** CHALLENGE **
Please reproduce the listing below, changing every "indicate it" to "mark it" and leaving all other wording as it is.
•••••
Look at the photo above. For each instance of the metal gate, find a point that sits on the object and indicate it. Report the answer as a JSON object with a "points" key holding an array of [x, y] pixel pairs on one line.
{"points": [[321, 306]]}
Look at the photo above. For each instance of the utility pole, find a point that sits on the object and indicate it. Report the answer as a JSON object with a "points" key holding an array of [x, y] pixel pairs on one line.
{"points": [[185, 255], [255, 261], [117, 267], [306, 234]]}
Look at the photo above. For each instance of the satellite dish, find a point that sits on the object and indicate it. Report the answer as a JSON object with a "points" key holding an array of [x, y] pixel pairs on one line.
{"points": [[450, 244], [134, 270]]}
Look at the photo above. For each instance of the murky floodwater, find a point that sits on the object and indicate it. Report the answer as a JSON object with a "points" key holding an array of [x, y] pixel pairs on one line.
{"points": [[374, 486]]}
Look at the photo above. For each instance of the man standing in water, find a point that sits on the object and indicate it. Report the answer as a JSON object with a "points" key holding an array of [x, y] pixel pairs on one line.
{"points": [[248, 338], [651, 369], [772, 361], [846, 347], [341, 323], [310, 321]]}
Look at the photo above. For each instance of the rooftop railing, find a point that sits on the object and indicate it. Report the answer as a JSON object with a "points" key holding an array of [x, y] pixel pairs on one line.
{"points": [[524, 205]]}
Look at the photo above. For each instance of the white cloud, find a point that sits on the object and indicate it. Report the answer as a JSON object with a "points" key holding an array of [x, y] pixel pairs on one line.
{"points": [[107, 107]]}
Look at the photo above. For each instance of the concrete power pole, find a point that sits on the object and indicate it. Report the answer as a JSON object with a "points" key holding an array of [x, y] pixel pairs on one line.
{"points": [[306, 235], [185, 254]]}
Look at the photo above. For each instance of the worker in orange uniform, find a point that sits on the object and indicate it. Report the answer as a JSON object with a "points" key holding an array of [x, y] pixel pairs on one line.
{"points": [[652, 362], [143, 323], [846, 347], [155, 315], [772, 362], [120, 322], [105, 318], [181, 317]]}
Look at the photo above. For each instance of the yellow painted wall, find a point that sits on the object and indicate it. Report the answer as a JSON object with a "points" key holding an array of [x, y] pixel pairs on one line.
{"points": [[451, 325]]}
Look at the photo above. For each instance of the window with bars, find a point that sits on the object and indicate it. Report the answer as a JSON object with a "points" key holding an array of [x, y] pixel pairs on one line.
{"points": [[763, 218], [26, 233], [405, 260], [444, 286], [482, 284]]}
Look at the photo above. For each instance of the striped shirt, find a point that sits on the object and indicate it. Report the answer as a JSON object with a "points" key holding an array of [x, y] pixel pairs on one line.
•••••
** TASK RESULT **
Look at the photo above. For each instance of the metal gate, find a point that sits on the object and mark it. Report the answer as a JSON object with a "points" key holding an array of [x, y] pixel pairs on one line.
{"points": [[321, 306]]}
Look at the photo above. For each instance of the utility pole, find a point that sits on the object and mark it. Report the answer as a JSON object with a "points" key holding an array of [x, y] pixel pairs on one line.
{"points": [[185, 255], [255, 261], [117, 267], [306, 234]]}
Look at the photo above. For each instance of the satellite dish, find a point that sits on the object and mark it. Report the answer as a JSON object with a "points" key holding an array of [x, y] pixel pairs on one line.
{"points": [[450, 244], [134, 270]]}
Look at the photo above. For each instance of the murky floodwater, find a point that sits on the object and mark it. Report the answer as a JSON object with a "points" key holding an array of [x, y] pixel pairs on one line.
{"points": [[374, 486]]}
Look at the photo above. For each instance of the man standing in water, find a point that sits on the object and mark it. Report the answer as a JSON object with a "points" key holding an array of [x, y] pixel pairs on one line.
{"points": [[248, 338], [651, 369], [772, 361], [846, 347], [341, 323], [310, 321]]}
Look at the photo above. For each instance of the rooftop railing, find a point that sits on the object and mark it. Report the answer as a JSON object with a "points" key holding an array of [x, y] pixel pairs on one line.
{"points": [[524, 205]]}
Look at the photo above. For each instance of the white cloud, find a point that sits on the object and mark it. Report the answer as a JSON object with a "points" key holding an array of [x, y] pixel pairs on one line.
{"points": [[107, 107]]}
Look at the photo above. For each instance of the concrete power pole, find a point that sits on the object and mark it. Report the answer as a JSON object with a "points" key holding an array of [x, y] pixel pairs on one line.
{"points": [[306, 235], [185, 254]]}
Look at the photo above. For each instance of the worker in orange uniform, find a point that sits on the object and mark it. Report the answer as a JSON object with a "points" key holding an array of [x, y] pixel pairs on one line.
{"points": [[652, 362], [143, 323], [846, 347], [155, 315], [772, 362], [120, 322], [105, 318], [181, 317]]}
Look at the photo above. For each instance of the yellow painted wall, find a point that sits on the object and mark it. Report the answer as a JSON object with a "points" key holding an array of [x, y] pixel pairs on one line.
{"points": [[451, 325]]}
Look at the photo above. For each instance of the window with bars, find a point that sits on the object and mark it. Report the answer as a JSON object with a "points" key holding an array of [x, y] pixel pairs on one line.
{"points": [[763, 218], [26, 233], [405, 260], [444, 286], [482, 284]]}
Look at the photo above. For each instance of the striped shirt, find a point that sits on the object and mark it. Report the answer as a JSON object with a "points" key holding an array of [x, y] pixel pairs on one line.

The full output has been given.